QUOTED PASSAGE:
# Rockwell 14 band saw



## BTracy138 (Feb 7, 2019)

I might pick this up this weekend. The seller said it works fine, but of course I will need to see it working when I get there. It looks like it may just need some cleaning up. That deck looks mighty rusty, lol

Any tips on what I should really look at when going to see it? He said he’d take $325.


----------



## gmercer_48083 (Apr 9, 2016)

Bill, Looks like it had a fence rail at one time (note bolt sheared off in the table left edge). Does he include a miter gauge that fits the slot. The insert is missing from the table top, but they are readily available. I would want to see it cut wood for that price ($325). I would like to see the condition of the tires as being good. Make sure the table tilts and locks. does the blade guide go up and down and lock. Are all the guide cool blocks (4) there and the bearings (1 upper and lower). Check the casting itself for cracks. There should be an adjuster with knob to tighten and loosen the blade (on the top) as well as a tilt adjustment on the side not shown in the photo, for adjusting tracking. Just make sure all the basic components are there. That's my 2 cents.


----------



## woodnthings (Jan 24, 2009)

*older model, over priced .....*

Too much money for not enough machine. JMO No fence either. Pass on it. :|


----------



## justdraftn (Feb 20, 2019)

I had one like that. It was my Dad's.
It did not have the power or precision to resaw very well.
Don't plan on doing any real fine work on it.
I did find some ceramic guides, but they never really fit or worked very well.
I didn't even try to sell it and it was in much better condition than that one is.
I gave it to my neighbor.
Nothing will kill your band saw enthusiasm like a crappy saw.

YMMV


----------



## Buckmark13 (Jul 16, 2018)

Looks can be deceiving, but the appearance would lead me to believe the rest of the machine was probably maintained in similar fashion to the what we can see.

MATERIAL SUPPLIED:
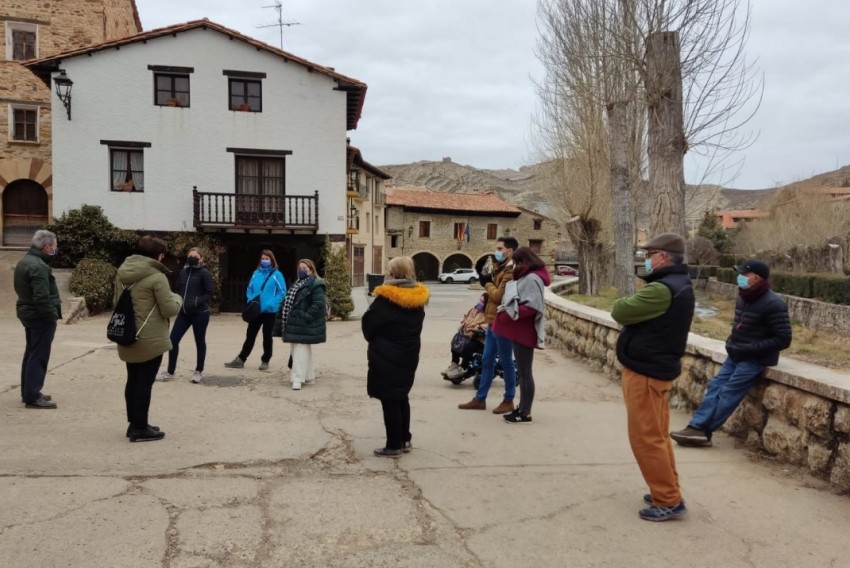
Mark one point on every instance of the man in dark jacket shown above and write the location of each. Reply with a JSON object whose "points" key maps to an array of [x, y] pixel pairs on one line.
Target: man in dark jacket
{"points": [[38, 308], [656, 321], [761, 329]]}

---

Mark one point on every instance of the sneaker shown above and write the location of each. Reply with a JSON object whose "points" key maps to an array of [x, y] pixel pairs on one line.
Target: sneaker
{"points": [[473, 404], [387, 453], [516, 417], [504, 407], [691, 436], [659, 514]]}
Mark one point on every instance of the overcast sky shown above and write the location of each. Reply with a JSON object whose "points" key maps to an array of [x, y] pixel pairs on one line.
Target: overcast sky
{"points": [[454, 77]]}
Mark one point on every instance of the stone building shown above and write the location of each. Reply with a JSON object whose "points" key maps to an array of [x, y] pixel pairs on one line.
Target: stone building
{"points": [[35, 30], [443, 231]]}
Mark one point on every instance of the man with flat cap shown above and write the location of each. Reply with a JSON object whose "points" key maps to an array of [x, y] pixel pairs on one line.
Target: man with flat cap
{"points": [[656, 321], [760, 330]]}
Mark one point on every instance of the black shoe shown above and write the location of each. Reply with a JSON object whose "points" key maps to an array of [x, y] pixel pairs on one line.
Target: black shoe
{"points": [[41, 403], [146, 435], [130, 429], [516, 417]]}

--

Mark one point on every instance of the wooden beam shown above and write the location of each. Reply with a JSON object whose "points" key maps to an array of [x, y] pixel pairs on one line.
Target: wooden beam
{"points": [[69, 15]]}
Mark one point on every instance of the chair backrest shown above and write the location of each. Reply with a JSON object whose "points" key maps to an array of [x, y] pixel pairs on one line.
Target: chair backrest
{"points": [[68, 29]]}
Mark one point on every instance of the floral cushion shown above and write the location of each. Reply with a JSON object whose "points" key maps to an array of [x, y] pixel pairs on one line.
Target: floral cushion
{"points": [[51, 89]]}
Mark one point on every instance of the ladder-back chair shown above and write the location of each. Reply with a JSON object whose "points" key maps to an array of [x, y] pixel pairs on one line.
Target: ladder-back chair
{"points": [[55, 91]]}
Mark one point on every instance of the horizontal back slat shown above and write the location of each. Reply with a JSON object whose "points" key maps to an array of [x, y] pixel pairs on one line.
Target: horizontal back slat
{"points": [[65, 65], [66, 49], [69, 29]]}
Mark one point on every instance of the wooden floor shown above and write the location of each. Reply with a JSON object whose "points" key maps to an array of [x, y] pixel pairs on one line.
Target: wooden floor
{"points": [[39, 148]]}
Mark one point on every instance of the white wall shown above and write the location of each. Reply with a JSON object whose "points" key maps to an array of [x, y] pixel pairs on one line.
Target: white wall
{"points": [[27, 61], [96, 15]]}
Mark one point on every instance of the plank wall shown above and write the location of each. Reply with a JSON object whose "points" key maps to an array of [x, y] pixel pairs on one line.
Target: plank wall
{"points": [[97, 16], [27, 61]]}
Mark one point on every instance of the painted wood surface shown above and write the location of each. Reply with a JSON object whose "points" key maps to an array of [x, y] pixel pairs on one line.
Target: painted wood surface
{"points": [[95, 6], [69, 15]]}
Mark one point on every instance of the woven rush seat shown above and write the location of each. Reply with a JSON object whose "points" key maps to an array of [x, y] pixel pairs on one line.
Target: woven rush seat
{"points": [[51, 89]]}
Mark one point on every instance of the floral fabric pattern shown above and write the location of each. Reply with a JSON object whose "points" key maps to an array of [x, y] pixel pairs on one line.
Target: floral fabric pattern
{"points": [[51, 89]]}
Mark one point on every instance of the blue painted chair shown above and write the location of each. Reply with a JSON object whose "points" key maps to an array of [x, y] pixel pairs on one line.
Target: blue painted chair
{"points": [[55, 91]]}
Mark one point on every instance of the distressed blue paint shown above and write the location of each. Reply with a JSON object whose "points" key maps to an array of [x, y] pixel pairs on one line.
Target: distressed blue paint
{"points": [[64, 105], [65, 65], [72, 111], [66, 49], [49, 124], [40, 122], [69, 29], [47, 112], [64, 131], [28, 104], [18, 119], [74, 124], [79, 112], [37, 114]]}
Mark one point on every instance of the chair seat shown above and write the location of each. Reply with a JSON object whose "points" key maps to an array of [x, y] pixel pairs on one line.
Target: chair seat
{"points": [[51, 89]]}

QUESTIONS:
(a) Repeat everything in the band saw thread from "Too much money" down to "resaw very well.".
(b) In the band saw thread, how many guide cool blocks should the saw have?

RESULTS OF THE TASKS:
(a)
Too much money for not enough machine. JMO No fence either. Pass on it. :|


----------



## justdraftn (Feb 20, 2019)

I had one like that. It was my Dad's.
It did not have the power or precision to resaw very well.

(b) Four.